Set down the material below word for word and line for line, leaving out the pictures.

----------------

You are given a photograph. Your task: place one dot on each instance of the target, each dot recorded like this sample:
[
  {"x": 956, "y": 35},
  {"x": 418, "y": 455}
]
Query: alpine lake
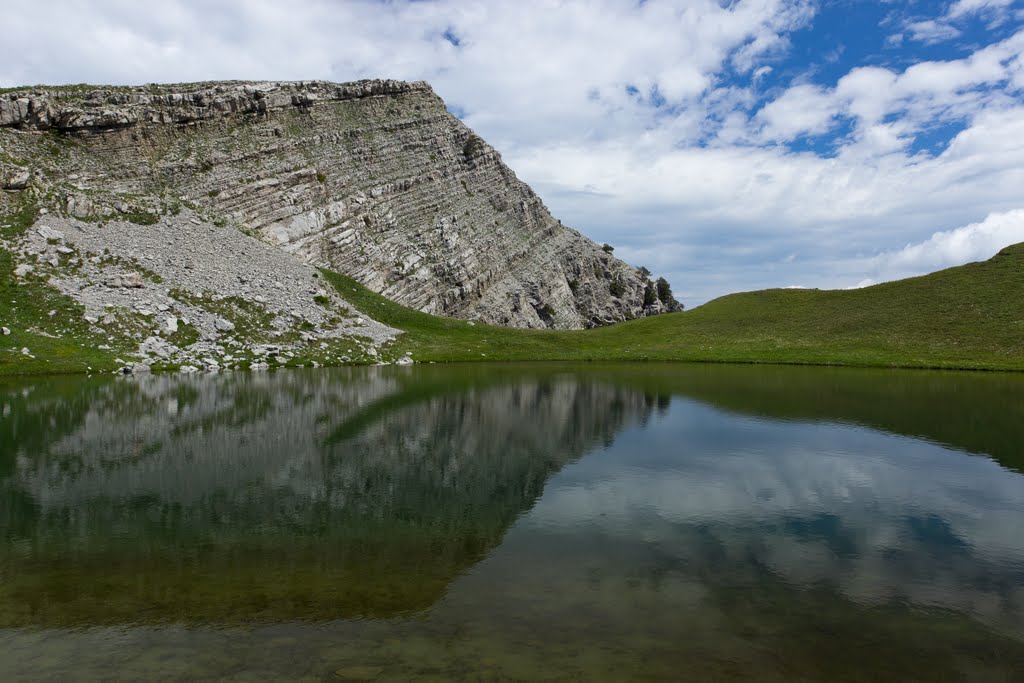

----------------

_In response_
You are given a photograph. Your task: place one dot on each instance of the target, each dot recorded like this sample:
[
  {"x": 956, "y": 35},
  {"x": 418, "y": 455}
]
Query: alpine lake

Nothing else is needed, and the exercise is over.